▶ [Record extracts]:
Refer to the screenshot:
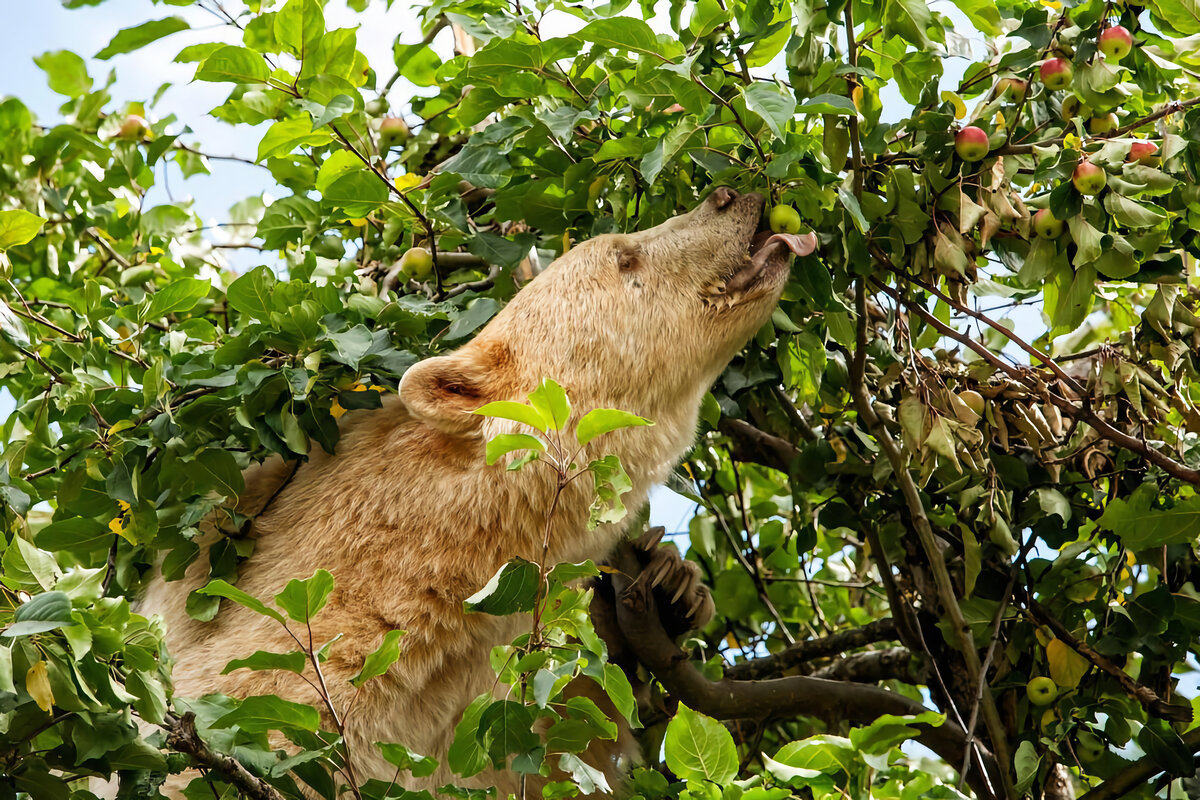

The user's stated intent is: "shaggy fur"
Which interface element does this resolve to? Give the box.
[143,188,811,796]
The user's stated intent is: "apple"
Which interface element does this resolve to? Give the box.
[1087,112,1117,136]
[400,247,433,281]
[1075,730,1109,764]
[959,389,984,416]
[379,116,409,150]
[954,125,991,161]
[1025,676,1058,705]
[1126,142,1158,166]
[116,114,150,142]
[1096,25,1133,61]
[1038,59,1074,91]
[1070,161,1109,194]
[767,205,800,234]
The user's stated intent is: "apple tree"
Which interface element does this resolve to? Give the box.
[0,0,1200,800]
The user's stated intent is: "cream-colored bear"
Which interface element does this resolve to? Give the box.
[142,187,815,798]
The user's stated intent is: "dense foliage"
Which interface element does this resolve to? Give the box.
[7,0,1200,800]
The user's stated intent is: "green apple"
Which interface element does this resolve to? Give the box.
[1033,209,1063,239]
[959,389,984,416]
[400,247,433,281]
[1025,676,1058,705]
[767,205,800,234]
[1126,142,1158,166]
[1038,59,1075,91]
[1070,161,1109,194]
[116,114,150,142]
[954,125,991,161]
[1096,25,1133,61]
[379,116,409,150]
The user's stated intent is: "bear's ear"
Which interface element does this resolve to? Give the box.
[400,350,488,433]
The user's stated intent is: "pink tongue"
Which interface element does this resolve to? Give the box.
[762,234,817,255]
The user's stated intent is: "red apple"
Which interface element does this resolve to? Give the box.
[1087,112,1117,136]
[116,114,150,142]
[1126,142,1158,166]
[1070,161,1109,194]
[1038,59,1074,91]
[954,125,991,161]
[1033,209,1063,239]
[1096,25,1133,61]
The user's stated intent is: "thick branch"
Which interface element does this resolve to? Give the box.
[162,711,283,800]
[725,619,896,680]
[613,545,998,796]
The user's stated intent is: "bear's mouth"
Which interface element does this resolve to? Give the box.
[725,229,817,293]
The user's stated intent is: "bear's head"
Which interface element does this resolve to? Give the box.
[401,187,816,435]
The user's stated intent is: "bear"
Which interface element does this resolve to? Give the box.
[140,187,816,796]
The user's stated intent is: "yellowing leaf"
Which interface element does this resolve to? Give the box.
[1046,639,1090,688]
[25,661,54,714]
[942,89,967,120]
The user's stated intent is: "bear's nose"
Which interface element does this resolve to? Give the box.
[713,186,738,209]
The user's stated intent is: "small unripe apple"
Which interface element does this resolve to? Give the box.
[116,114,150,142]
[1038,59,1075,91]
[959,389,983,416]
[1096,25,1133,61]
[400,247,433,281]
[1025,676,1058,705]
[1126,142,1158,166]
[1070,161,1109,194]
[379,116,409,150]
[1087,112,1117,136]
[954,125,990,161]
[767,205,800,234]
[1033,209,1063,239]
[997,78,1030,103]
[1061,95,1091,122]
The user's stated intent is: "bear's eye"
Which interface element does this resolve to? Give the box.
[617,247,642,272]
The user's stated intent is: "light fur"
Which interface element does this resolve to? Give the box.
[143,188,787,796]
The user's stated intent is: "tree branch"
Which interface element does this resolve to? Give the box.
[725,618,896,680]
[612,542,1000,796]
[162,711,283,800]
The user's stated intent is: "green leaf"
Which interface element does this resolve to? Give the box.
[571,17,683,60]
[209,694,320,733]
[350,631,404,686]
[662,703,738,786]
[275,570,334,622]
[688,0,733,38]
[275,0,325,61]
[254,115,330,161]
[742,83,796,139]
[95,17,191,61]
[0,591,78,638]
[529,378,571,431]
[226,267,276,319]
[34,50,91,97]
[463,558,541,616]
[196,578,284,622]
[1098,483,1200,551]
[575,408,654,445]
[0,209,46,252]
[145,278,212,319]
[376,741,438,777]
[221,650,308,675]
[485,433,546,465]
[472,401,547,431]
[196,44,270,83]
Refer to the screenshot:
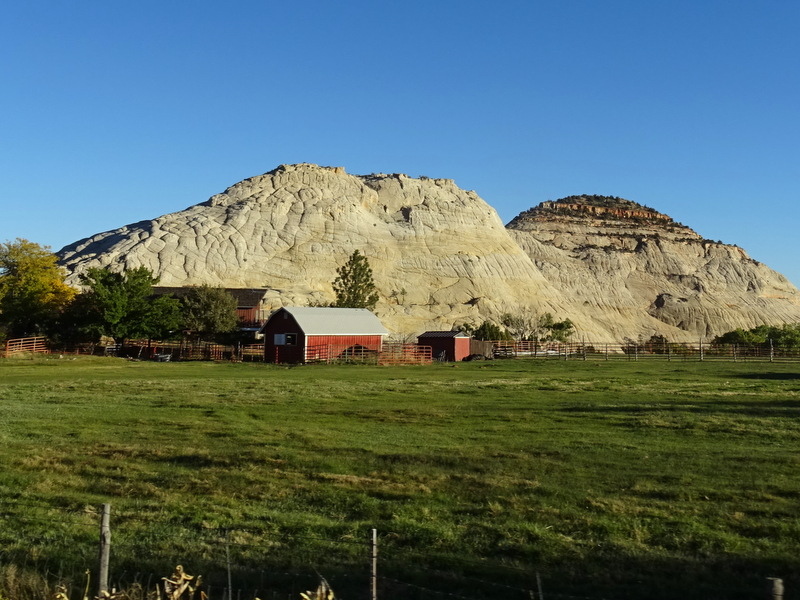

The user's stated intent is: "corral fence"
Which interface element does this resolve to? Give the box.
[0,337,800,365]
[484,340,800,362]
[305,343,433,365]
[3,337,50,358]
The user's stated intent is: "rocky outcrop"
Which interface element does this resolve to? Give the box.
[59,164,800,341]
[508,197,800,340]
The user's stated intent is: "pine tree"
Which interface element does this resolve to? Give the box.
[333,250,378,310]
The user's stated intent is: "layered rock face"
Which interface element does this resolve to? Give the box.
[59,164,800,342]
[508,196,800,341]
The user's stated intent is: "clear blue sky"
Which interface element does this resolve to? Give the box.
[0,0,800,284]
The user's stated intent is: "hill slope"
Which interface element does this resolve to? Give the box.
[59,164,800,341]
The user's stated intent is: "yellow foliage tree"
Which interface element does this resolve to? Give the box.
[0,238,75,337]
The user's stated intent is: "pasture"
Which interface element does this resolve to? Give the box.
[0,356,800,600]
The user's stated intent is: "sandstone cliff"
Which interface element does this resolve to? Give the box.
[59,164,800,341]
[508,196,800,340]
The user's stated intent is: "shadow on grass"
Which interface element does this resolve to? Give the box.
[734,373,800,381]
[560,400,800,418]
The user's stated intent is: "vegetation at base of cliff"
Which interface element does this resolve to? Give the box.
[333,250,378,310]
[0,358,800,600]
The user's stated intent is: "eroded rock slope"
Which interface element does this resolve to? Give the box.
[59,164,800,341]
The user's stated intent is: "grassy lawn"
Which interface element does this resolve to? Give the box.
[0,357,800,600]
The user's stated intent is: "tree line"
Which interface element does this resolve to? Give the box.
[0,239,239,344]
[0,239,378,345]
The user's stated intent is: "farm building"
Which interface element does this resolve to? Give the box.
[260,306,388,363]
[417,331,470,361]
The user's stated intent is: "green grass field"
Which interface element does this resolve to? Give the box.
[0,357,800,600]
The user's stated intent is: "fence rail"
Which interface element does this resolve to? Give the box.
[4,337,50,358]
[6,337,800,365]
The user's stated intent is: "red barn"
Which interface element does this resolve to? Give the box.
[417,331,470,362]
[261,306,388,363]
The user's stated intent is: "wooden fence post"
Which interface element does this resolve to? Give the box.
[767,577,783,600]
[97,504,111,597]
[370,529,378,600]
[225,530,233,600]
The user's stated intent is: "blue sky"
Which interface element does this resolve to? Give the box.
[0,0,800,284]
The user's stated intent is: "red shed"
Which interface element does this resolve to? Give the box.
[417,331,470,361]
[261,306,388,363]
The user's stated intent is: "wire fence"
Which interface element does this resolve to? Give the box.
[492,340,800,362]
[6,337,800,365]
[0,499,552,600]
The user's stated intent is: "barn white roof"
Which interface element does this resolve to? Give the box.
[270,306,389,335]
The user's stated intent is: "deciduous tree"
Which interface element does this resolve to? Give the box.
[181,285,239,337]
[0,238,75,337]
[79,267,181,344]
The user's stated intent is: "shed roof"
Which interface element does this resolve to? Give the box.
[417,331,469,338]
[264,306,389,335]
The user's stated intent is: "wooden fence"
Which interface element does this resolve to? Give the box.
[305,343,433,365]
[4,337,50,358]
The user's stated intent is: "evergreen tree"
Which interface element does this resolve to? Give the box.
[333,250,378,310]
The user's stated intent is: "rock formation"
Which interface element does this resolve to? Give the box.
[59,164,800,341]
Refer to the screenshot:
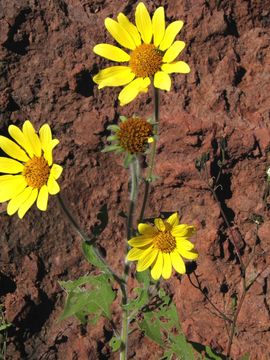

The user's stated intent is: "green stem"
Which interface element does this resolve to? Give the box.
[120,158,140,360]
[139,87,159,222]
[57,194,125,286]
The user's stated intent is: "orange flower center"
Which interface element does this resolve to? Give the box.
[129,44,163,78]
[22,156,50,189]
[153,231,176,253]
[117,118,153,154]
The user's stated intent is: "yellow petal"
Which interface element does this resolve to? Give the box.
[175,237,194,251]
[151,251,163,280]
[0,175,27,202]
[154,71,171,91]
[7,186,33,215]
[0,175,14,185]
[137,248,158,271]
[154,218,166,232]
[135,2,153,44]
[0,135,29,161]
[52,139,59,149]
[47,175,60,195]
[105,18,136,50]
[161,61,190,74]
[23,120,41,157]
[117,13,142,46]
[152,6,165,47]
[138,224,157,236]
[0,157,24,174]
[128,235,153,247]
[39,124,52,152]
[93,44,130,62]
[127,248,145,261]
[162,41,186,63]
[170,250,186,274]
[37,185,49,211]
[171,224,195,237]
[8,125,34,157]
[159,20,184,51]
[43,149,53,166]
[118,78,151,106]
[93,66,135,89]
[50,164,63,180]
[166,212,179,227]
[18,189,38,219]
[177,247,199,260]
[162,253,172,280]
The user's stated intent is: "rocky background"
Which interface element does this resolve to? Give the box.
[0,0,270,360]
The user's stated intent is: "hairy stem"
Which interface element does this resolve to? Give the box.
[139,87,159,222]
[120,158,140,360]
[57,194,124,286]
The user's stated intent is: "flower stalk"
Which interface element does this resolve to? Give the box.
[120,157,140,360]
[139,86,159,223]
[57,194,125,288]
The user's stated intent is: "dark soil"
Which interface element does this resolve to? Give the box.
[0,0,270,360]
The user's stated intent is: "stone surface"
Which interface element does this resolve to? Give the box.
[0,0,270,360]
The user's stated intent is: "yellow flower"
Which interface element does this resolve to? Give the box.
[127,212,198,280]
[0,120,62,219]
[93,2,190,105]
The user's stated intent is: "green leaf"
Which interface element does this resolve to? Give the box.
[123,288,149,320]
[160,350,173,360]
[190,341,227,360]
[169,334,195,360]
[139,290,195,360]
[139,313,164,347]
[109,336,121,352]
[59,274,115,322]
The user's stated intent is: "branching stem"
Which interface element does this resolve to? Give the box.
[139,87,159,222]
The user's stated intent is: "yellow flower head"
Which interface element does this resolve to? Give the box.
[93,2,190,105]
[127,212,198,280]
[0,120,62,219]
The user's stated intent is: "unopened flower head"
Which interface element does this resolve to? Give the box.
[103,116,153,159]
[0,120,62,219]
[93,2,190,105]
[127,212,198,280]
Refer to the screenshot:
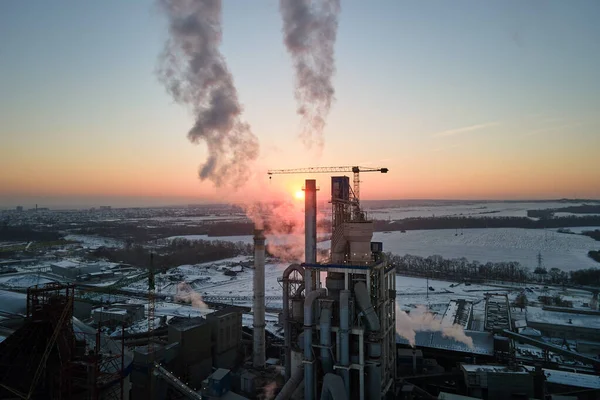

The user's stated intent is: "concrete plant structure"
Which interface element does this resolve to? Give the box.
[277,176,396,400]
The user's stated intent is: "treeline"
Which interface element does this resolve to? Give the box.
[386,253,600,286]
[588,250,600,262]
[569,268,600,286]
[375,215,600,232]
[552,204,600,214]
[582,229,600,241]
[0,225,63,242]
[387,253,530,282]
[89,239,252,270]
[206,219,331,237]
[76,222,208,243]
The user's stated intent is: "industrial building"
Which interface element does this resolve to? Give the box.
[277,171,396,400]
[50,260,102,279]
[0,283,132,399]
[0,167,600,400]
[92,304,145,326]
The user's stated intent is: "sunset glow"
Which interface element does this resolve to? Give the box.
[0,1,600,208]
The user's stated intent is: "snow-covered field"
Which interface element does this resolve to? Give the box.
[373,228,600,271]
[366,202,583,221]
[0,274,53,288]
[65,235,123,249]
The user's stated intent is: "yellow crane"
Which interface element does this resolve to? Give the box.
[267,166,388,203]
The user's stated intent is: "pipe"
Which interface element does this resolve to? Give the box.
[304,179,320,293]
[304,289,325,400]
[321,374,348,400]
[320,304,333,374]
[252,229,265,368]
[354,282,380,332]
[340,290,350,393]
[354,282,381,399]
[283,264,304,380]
[275,367,304,400]
[304,179,317,264]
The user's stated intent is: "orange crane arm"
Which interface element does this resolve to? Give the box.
[267,166,388,202]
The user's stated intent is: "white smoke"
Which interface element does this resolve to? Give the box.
[244,201,304,262]
[396,306,473,348]
[158,0,259,188]
[262,381,277,400]
[279,0,340,147]
[175,282,208,310]
[240,195,324,262]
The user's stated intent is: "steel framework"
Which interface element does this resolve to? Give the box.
[267,166,389,202]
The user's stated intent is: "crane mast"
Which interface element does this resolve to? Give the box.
[267,166,389,204]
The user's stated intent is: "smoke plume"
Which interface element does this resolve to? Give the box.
[158,0,259,187]
[396,306,473,348]
[262,381,277,400]
[279,0,340,147]
[240,197,329,262]
[175,282,208,310]
[244,200,304,262]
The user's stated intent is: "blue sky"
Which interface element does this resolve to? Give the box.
[0,0,600,205]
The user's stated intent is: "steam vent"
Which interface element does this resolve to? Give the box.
[277,176,396,400]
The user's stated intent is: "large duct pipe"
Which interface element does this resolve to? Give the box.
[340,290,350,393]
[275,367,304,400]
[252,229,265,368]
[304,179,320,293]
[283,264,304,380]
[321,374,349,400]
[304,179,317,264]
[354,282,381,399]
[319,304,333,374]
[354,282,381,332]
[304,289,325,400]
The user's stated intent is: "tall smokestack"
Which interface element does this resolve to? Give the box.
[304,179,319,293]
[253,229,265,368]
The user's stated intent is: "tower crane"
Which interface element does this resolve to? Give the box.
[267,166,388,202]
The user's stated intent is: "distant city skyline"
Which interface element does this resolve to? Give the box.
[0,0,600,208]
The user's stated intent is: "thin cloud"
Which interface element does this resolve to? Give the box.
[432,122,499,137]
[525,122,582,136]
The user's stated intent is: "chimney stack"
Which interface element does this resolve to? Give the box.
[304,179,320,294]
[252,229,265,368]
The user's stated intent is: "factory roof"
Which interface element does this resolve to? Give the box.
[438,392,477,400]
[525,366,600,389]
[209,368,231,381]
[396,331,494,356]
[52,260,81,268]
[527,307,600,329]
[460,364,527,374]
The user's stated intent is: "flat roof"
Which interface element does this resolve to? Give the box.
[525,366,600,389]
[460,364,527,374]
[527,306,600,329]
[209,368,231,381]
[50,260,81,268]
[396,331,494,356]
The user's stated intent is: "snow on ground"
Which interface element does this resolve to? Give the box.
[148,214,248,222]
[527,306,600,329]
[166,233,329,247]
[0,274,54,288]
[366,202,583,221]
[553,226,600,233]
[373,228,600,271]
[65,235,123,249]
[0,290,27,315]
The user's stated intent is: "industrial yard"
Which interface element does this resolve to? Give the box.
[0,178,600,399]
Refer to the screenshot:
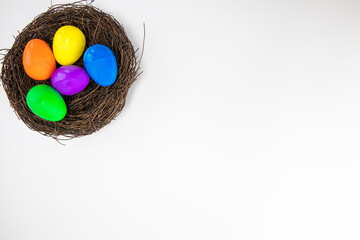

▶ [Requirements]: Rewrite the rows from the start through the line containing "[142,187,815,798]", replacing "stated intent" with "expressed intent" and keeping everything else unchanged. Leave the pictures out.

▶ [Exercise output]:
Refer to the screenshot:

The user's expressed intent is: "shaggy fur"
Which interface element does this resolve to? Give the box.
[143,188,811,796]
The user's expressed intent is: "apple"
Which interface element does this resolve to? Give the box.
[1087,112,1117,136]
[400,247,433,281]
[1075,730,1109,764]
[959,389,984,416]
[379,116,409,150]
[954,125,991,161]
[1025,676,1058,705]
[1126,142,1158,166]
[116,114,150,142]
[1096,25,1133,61]
[1038,59,1074,91]
[1070,161,1109,194]
[767,205,800,234]
The user's expressed intent is: "apple tree"
Which interface element does this resolve to? Give the box.
[0,0,1200,800]
The user's expressed intent is: "cream-colored bear"
Which interface element does this resolve to? Give the box.
[142,187,815,798]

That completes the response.